Provided text:
_ _ _ _
Although impossible to speculate with 100% certainty, it appears the investing community’s “votes” in response were influenced by forward looking issues.
First, Orica announced it would cut its dividend payment roughly in half while Incitec not only maintained its dividend but also its 50% payout ratio.
Second, although management of both companies referred to their financial performance as “resilient” in the face of challenging times, Orica cast a very bleak forward-looking picture, cutting its revenue guidance and stating challenging market conditions will remain in the “foreseeable future.”
Incitec management pointed to its positive efforts to deliver approximately $100 million in cash savings in FY 2017. In addition, the company’s US based ammonia plant is expected to complete within budget guidelines and begin producing sometime in the third quarter of this year.
Third, search the Internet for opinions on long-term “mega-trends” and you are not likely to find mining among them. You will find population growth, urbanization, and emerging middle classes, all of which translate to a need for more agriculture and more efficient agriculture. It appears investors ignored the negative numbers and surprised by voting in favor of the stock with the bright growth prospects.
_ _ _ _
Dataset records:
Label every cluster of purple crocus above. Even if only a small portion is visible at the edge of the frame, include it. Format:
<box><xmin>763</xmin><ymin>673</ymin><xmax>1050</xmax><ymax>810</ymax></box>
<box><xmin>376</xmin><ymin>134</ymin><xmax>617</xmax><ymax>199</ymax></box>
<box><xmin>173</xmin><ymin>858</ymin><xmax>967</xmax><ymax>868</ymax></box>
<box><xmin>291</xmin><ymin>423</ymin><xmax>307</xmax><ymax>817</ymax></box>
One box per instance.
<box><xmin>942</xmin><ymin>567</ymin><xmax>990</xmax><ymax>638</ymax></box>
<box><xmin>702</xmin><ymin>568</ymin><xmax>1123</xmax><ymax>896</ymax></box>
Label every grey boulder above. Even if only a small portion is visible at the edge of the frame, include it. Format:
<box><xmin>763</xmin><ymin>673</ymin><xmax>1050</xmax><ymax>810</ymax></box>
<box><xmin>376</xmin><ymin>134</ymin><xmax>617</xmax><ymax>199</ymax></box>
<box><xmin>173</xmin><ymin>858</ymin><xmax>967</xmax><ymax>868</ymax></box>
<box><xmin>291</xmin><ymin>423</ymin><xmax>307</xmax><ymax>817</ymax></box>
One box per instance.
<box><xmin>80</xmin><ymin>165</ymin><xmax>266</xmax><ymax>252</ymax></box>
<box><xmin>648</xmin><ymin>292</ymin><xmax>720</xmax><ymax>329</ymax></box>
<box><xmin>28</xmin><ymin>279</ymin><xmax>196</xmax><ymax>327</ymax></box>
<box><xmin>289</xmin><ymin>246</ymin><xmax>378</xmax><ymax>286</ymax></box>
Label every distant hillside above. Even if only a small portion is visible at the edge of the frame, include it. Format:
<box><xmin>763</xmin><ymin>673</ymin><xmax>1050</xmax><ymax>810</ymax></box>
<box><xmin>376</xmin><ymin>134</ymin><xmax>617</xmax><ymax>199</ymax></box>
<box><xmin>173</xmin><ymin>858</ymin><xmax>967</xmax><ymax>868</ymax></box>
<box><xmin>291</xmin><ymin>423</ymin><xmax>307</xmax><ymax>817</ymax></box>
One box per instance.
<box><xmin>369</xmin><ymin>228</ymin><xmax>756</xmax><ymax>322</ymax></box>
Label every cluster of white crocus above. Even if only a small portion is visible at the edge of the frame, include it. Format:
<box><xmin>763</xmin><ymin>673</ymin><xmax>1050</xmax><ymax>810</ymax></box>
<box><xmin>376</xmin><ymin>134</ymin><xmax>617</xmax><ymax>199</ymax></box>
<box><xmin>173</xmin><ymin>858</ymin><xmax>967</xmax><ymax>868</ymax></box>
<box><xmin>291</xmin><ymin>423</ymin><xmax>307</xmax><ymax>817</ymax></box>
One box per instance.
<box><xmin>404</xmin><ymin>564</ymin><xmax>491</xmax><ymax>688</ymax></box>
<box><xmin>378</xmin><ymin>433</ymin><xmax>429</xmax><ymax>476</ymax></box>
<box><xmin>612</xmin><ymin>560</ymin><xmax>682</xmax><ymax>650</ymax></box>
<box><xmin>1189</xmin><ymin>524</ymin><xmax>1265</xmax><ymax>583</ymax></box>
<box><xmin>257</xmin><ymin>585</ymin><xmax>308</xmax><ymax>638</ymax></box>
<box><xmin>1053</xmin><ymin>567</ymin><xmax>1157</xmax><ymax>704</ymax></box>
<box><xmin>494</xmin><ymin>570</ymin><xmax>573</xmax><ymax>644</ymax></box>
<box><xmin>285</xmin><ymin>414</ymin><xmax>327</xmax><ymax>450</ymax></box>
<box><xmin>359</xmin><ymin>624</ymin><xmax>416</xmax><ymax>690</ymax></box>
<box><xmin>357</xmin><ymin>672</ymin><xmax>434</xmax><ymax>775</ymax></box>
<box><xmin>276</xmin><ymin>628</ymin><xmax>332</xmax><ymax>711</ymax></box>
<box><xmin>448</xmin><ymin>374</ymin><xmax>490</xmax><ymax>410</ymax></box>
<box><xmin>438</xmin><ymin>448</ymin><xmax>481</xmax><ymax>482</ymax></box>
_ _ _ _
Activity: Please quote the Orica and Incitec passage between "Although impossible to" and "50% payout ratio.", inclusive. Use only the passage about Orica and Incitec.

Answer to this exercise:
Although impossible to speculate with 100% certainty, it appears the investing community’s “votes” in response were influenced by forward looking issues.
First, Orica announced it would cut its dividend payment roughly in half while Incitec not only maintained its dividend but also its 50% payout ratio.